- _Given exercise_
Give the part of the entries below that opens with the line containing "Where can you see the bicycle" and runs to the end of the entries as a JSON list of strings, one per line, omitting blank lines.

- _Dataset rows_
____
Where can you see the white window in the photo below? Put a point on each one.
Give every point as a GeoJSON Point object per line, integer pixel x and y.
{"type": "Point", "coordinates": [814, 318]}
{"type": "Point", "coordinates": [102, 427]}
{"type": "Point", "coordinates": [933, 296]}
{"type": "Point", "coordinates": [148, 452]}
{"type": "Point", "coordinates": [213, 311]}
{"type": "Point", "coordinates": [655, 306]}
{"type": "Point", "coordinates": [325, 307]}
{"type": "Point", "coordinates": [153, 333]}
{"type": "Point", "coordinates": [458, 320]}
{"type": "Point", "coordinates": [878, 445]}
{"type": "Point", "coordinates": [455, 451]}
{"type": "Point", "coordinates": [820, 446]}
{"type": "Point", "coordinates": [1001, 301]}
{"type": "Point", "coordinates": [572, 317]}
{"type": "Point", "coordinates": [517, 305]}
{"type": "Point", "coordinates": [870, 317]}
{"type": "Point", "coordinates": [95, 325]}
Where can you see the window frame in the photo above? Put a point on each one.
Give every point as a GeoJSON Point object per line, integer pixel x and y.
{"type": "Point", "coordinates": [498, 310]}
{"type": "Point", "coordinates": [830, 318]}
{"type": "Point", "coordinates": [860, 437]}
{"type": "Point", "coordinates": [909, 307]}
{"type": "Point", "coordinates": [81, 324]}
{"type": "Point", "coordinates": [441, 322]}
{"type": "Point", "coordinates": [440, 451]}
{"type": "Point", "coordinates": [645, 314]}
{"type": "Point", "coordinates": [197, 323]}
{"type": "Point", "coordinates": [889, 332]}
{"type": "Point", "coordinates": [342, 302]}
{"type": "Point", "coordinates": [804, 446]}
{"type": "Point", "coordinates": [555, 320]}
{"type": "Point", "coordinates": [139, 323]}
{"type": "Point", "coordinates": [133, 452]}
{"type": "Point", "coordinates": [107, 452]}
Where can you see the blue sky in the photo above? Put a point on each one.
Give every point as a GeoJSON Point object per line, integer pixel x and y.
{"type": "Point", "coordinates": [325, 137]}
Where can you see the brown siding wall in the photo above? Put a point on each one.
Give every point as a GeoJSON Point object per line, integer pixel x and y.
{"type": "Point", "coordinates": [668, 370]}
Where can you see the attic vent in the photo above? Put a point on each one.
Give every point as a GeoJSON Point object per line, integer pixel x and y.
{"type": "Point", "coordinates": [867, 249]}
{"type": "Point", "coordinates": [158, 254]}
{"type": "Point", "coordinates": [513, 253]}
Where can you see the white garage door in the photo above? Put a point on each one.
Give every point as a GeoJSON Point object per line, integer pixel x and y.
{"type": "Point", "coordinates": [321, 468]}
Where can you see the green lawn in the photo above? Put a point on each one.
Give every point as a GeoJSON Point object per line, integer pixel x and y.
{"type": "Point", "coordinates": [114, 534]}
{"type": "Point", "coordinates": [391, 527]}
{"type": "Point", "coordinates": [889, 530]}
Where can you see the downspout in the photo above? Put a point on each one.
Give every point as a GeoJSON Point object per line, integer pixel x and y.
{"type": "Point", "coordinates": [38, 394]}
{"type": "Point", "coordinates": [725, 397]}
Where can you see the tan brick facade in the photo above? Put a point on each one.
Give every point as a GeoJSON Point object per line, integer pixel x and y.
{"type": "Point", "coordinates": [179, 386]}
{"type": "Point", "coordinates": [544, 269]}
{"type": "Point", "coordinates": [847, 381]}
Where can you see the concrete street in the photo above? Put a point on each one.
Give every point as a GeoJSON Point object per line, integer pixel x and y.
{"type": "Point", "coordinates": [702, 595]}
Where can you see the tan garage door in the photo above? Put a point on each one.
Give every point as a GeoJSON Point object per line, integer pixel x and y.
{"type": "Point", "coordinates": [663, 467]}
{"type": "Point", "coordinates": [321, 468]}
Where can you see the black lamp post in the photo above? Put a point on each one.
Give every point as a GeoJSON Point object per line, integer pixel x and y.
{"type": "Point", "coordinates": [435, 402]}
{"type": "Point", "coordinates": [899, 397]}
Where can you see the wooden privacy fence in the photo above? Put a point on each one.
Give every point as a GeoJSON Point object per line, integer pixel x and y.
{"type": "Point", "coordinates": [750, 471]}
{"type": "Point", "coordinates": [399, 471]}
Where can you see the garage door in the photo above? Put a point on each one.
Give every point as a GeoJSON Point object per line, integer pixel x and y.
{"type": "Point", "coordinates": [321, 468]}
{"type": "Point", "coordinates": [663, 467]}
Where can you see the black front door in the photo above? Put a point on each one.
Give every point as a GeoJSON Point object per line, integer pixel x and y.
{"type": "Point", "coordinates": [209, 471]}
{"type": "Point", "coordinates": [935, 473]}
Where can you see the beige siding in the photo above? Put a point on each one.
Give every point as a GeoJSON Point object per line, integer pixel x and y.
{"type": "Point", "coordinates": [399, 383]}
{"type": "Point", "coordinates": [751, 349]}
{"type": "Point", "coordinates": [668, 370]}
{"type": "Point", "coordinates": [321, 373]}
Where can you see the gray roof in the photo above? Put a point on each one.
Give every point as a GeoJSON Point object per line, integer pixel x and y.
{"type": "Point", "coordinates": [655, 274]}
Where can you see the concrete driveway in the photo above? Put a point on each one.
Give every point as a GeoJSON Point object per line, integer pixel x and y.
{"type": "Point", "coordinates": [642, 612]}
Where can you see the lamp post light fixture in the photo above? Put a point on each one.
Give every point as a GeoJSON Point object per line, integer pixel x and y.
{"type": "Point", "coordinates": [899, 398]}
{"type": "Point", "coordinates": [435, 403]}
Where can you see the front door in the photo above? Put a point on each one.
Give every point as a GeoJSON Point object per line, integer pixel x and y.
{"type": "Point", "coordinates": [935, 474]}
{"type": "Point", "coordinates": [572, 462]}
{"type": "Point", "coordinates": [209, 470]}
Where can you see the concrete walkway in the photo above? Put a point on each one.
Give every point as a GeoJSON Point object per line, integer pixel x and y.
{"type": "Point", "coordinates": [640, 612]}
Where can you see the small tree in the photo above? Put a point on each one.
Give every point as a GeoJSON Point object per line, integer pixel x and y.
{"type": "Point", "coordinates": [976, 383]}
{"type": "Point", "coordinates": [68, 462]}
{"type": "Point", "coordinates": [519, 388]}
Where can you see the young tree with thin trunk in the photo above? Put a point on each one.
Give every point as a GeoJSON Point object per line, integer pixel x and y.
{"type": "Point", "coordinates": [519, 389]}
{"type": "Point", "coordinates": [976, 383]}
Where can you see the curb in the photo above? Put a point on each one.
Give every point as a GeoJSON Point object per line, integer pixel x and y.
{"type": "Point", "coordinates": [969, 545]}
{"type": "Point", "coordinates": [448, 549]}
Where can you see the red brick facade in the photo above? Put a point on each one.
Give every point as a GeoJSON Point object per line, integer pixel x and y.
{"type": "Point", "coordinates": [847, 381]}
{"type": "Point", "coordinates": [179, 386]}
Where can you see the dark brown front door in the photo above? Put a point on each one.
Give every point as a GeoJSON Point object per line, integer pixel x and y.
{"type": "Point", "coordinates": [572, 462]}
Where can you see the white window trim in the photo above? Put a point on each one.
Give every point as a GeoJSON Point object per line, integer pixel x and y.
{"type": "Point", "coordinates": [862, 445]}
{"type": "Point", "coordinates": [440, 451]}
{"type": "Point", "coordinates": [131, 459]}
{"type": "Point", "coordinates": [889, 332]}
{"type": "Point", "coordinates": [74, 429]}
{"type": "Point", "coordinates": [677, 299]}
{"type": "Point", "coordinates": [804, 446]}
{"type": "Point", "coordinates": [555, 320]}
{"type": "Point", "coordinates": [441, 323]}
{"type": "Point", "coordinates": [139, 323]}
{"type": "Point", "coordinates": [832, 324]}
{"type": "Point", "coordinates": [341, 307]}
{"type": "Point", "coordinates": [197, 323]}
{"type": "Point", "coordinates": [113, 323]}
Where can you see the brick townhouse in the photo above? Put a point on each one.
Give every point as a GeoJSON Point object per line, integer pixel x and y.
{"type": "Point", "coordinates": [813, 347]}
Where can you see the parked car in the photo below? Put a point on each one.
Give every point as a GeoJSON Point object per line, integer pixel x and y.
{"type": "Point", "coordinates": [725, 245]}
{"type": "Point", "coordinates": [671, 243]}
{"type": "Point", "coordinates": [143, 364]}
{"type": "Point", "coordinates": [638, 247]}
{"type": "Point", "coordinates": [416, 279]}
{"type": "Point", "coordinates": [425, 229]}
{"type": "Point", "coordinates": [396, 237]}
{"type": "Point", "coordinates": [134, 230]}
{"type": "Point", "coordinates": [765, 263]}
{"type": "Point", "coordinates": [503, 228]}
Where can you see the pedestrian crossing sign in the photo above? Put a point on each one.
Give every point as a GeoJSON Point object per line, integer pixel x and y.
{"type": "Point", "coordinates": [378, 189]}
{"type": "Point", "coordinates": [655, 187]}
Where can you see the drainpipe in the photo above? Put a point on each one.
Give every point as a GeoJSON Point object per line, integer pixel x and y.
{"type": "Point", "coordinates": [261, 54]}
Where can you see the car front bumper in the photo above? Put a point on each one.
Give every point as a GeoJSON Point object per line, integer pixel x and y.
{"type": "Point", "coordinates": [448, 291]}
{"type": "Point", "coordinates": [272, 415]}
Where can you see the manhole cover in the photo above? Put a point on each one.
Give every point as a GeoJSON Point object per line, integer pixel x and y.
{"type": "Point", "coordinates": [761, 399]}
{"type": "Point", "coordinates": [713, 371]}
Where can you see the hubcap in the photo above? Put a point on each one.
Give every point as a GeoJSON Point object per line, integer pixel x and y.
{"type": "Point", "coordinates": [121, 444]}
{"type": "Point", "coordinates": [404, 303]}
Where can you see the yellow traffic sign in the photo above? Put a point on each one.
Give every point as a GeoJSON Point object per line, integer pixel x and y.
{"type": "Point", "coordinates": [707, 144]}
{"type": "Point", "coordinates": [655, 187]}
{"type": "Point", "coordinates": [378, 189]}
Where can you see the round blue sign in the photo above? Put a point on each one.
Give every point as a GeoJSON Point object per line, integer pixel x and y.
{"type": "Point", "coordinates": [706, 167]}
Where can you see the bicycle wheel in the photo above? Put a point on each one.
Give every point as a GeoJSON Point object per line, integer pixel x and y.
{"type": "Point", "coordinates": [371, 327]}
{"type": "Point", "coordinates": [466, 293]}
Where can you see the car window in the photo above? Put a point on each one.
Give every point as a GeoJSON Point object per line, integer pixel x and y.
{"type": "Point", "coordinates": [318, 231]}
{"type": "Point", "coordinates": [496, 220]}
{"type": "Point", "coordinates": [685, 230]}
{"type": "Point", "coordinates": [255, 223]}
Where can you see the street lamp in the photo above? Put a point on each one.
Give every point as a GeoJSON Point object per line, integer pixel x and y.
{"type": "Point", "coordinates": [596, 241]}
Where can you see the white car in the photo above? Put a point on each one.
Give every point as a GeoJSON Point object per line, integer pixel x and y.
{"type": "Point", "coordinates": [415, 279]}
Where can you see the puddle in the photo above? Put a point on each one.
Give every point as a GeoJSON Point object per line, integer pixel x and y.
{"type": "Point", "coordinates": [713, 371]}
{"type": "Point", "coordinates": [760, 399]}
____
- _Answer to this task_
[
  "Where can you see the bicycle wheel in the photo above? Put a point on each one.",
  "Give every point as a GeoJSON Point object per line, integer pixel x and y.",
  "{\"type\": \"Point\", \"coordinates\": [371, 327]}",
  "{\"type\": \"Point\", \"coordinates\": [466, 293]}",
  "Where can you see the car window in the photo above? Put a point on each one.",
  "Give every point as a GeoJSON Point object per line, integer pixel x and y.",
  "{\"type\": \"Point\", \"coordinates\": [318, 231]}",
  "{\"type\": \"Point\", \"coordinates\": [496, 220]}",
  "{\"type\": \"Point\", \"coordinates\": [685, 230]}",
  "{\"type\": \"Point\", \"coordinates\": [255, 223]}",
  "Where can you see the street lamp in the photo above? Put a point on each one.",
  "Give every point as a GeoJSON Point object per line, integer pixel x and y.",
  "{\"type\": \"Point\", \"coordinates\": [596, 241]}",
  "Where can you see the white car in the photo above? Put a point on each one.",
  "Give every point as a GeoJSON Point object per line, integer pixel x and y.",
  "{\"type\": \"Point\", \"coordinates\": [415, 279]}",
  "Where can you see the puddle in the photo above? Put a point on each one.",
  "Give every point as a GeoJSON Point object per line, integer pixel x and y.",
  "{\"type\": \"Point\", \"coordinates\": [713, 371]}",
  "{\"type\": \"Point\", \"coordinates\": [760, 399]}"
]